# Soft Plastics for muskie?



## Burks (Jun 22, 2011)

I'm looking for expand my muskie......*ahem*......arsenal. Right now I'm just using hard baits like cranks/minnows. Looking to change up my presentation a little bit.

The area we fish is rocky with a good amount of weeds, but only in 3-6ft of water or less. Normally 2-4ft. Water quality is murky most of the time, very slow to still water current. No wind to very little wind.

A color pattern that we've found to work well is "Clown" by Rapala. They ignore bright blues, purples, etc. 

Any suggestions? I'm really new to this so my knowledge of lure selection is fairly limited. I can look through books all day and not know what is good or bad.


----------



## Snakecharmer (Apr 9, 2008)

Some guys like Bulldawgs and the ilk but they are too heavy for me to enjoy casting. I have some Bucher Slopmaster / Buzz/ Tandems Spinnerbaits with a plastic trailer that work well. You can try a big plastic on a jig - maybe a Reaper or a shad swimbait.


----------



## dtigers1984 (Jul 24, 2007)

I'll second the Bulldawg suggestion. Under the conditions that you described I would go with the Uptown Bulldawgs, which have less weight and are made to run shallower.


----------



## llunge (Jun 20, 2009)

Items from a pointing dataset:
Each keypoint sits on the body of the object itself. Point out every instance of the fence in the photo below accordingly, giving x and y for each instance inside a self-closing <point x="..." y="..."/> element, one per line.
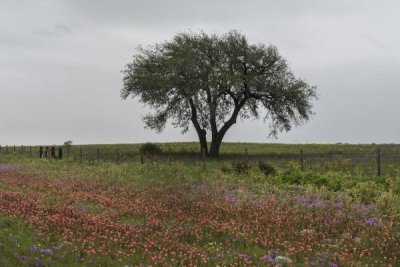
<point x="376" y="162"/>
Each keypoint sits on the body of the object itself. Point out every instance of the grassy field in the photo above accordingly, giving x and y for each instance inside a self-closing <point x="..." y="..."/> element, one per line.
<point x="239" y="210"/>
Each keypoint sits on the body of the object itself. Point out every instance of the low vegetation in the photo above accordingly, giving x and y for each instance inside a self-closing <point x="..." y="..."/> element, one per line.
<point x="226" y="213"/>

= SET OF TASKS =
**A)** In the muskie soft plastics thread, why does dtigers1984 favor the Uptown Bulldawgs under the described conditions?
**B)** Please extend the muskie soft plastics thread, picking up right after its last line.

= EXERCISE RESULTS =
**A)** They have less weight and are made to run shallower.

**B)**
Check out the Shumway Tackle Hot Head Curly Tail. It may be the style lure that will work in the situation that you have described. The small blade gives the bait some noise for murky water. You may be able to find other baits that are similar. Hope that helps.


----------



## Burks (Jun 22, 2011)

Thanks everyone. I went out and got some Berkley Powerbait 7" curly tails in a black/chartreuse color pattern, threaded them on to #2 worm hooks in a weedless fashion. I'll try these out and see how it goes, then maybe upgrade to some of the styles and types listed about.


----------



## BaddFish (Jun 20, 2009)

Don't forget the large tube baits... I think a local brand name is "Red October". Their huge tubes but you could rig them with light weight and they would dance through the water for you. I was at the Columbus show this last spring... and they ran out of white tubes in one day. So I guess white is hot.


----------



## willyb021 (Jun 1, 2009)

i second bulldawgs. i hear good things about them. but theyre like $15 , damn muskie lures are expensive


----------



## BITE-ME (Sep 5, 2005)

Try the magnum size shallow bulldawgs. I've had good success fishing them over weeds. I can keep them above 2' on a shorter cast and about 3' on a long cast.


----------



## crittergitter (Jun 9, 2005)

Burks said:


> Thanks everyone. I went out and got some Berkley Powerbait 7" curly tails in a black/chartreuse color pattern, threaded them on to #2 worm hooks in a weedless fashion. I'll try these out and see how it goes, then maybe upgrade to some of the styles and types listed about.


I have some plastics and I usually rig them on nothing less than a 5/0 EWG Gamakastu hook. I prefer 7/0 or bigger. I am a big fan of the Kalins Big Game 6" Lunker grubs.


----------



## Burks (Jun 22, 2011)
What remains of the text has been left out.